# WORK ITEM:
Where a line below holds the string "fallen", copy that line.

Saved entries

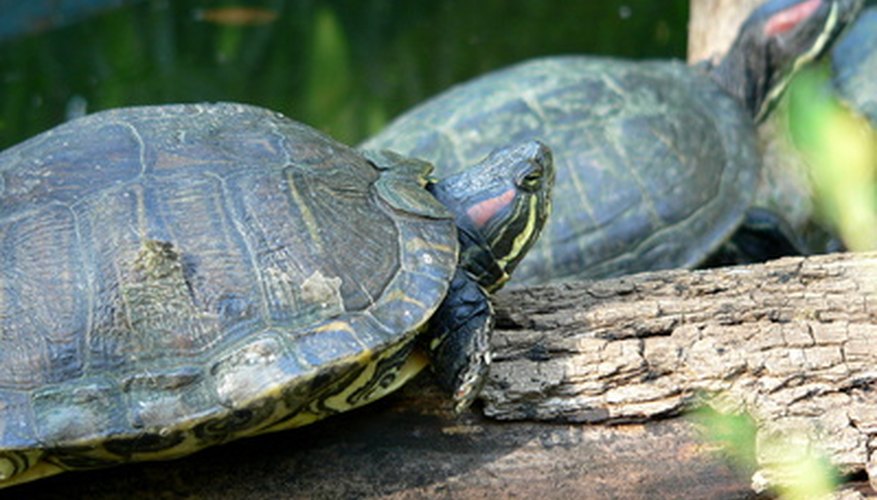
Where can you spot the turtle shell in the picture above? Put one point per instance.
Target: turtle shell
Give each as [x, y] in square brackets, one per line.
[656, 164]
[178, 276]
[854, 61]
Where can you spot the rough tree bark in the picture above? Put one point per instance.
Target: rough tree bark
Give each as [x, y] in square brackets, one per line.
[591, 380]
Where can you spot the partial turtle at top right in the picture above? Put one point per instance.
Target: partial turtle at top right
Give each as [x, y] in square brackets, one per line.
[854, 61]
[657, 162]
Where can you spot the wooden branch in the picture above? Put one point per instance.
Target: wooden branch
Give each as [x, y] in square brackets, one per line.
[793, 342]
[598, 371]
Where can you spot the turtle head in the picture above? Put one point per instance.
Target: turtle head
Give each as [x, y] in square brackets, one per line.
[775, 41]
[501, 205]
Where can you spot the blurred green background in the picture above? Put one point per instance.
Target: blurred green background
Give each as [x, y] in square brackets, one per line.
[344, 66]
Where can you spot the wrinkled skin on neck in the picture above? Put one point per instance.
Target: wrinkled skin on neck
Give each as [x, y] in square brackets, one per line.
[774, 42]
[501, 206]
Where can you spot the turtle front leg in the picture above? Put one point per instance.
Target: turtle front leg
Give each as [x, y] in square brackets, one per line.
[459, 340]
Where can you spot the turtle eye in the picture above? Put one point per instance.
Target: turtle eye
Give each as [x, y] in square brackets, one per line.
[532, 181]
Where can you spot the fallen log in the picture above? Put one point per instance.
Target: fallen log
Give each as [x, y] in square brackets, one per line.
[589, 384]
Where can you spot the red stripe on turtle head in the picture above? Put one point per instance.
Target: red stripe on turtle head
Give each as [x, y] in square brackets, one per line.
[481, 212]
[788, 19]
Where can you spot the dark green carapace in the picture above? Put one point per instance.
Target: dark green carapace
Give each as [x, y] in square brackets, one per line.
[657, 161]
[175, 277]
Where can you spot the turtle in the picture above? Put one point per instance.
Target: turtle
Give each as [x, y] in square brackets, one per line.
[854, 65]
[657, 161]
[178, 276]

# OUTPUT OF THE EXERCISE:
Where can you spot the fallen log in the picture above? Put one point per instance.
Target: fallen log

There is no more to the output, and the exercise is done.